- _Written instruction_: Gather every line in the entries below that contains the word "roof", and list those lines one per line.

┌──

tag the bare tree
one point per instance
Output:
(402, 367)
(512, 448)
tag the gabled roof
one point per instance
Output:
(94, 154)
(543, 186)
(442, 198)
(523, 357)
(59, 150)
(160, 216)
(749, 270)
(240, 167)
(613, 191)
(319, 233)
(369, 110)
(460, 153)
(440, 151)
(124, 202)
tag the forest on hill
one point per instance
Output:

└──
┌──

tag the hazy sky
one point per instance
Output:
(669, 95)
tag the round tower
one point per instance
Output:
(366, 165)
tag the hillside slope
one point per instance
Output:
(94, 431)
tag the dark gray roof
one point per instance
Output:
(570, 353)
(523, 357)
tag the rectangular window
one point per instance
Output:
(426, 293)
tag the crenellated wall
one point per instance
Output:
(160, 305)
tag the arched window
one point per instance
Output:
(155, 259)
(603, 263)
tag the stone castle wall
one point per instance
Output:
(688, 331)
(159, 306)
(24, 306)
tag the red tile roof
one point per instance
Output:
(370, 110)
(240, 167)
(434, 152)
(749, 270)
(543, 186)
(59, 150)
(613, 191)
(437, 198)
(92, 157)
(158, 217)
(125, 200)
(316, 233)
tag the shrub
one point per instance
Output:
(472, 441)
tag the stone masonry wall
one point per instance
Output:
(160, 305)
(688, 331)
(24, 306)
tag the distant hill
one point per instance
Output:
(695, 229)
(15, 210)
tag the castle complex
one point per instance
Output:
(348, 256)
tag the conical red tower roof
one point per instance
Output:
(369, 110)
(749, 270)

└──

- _Reply_:
tag the gabled roof
tag the dark gray roof
tag the red tile roof
tag the conical red tower roof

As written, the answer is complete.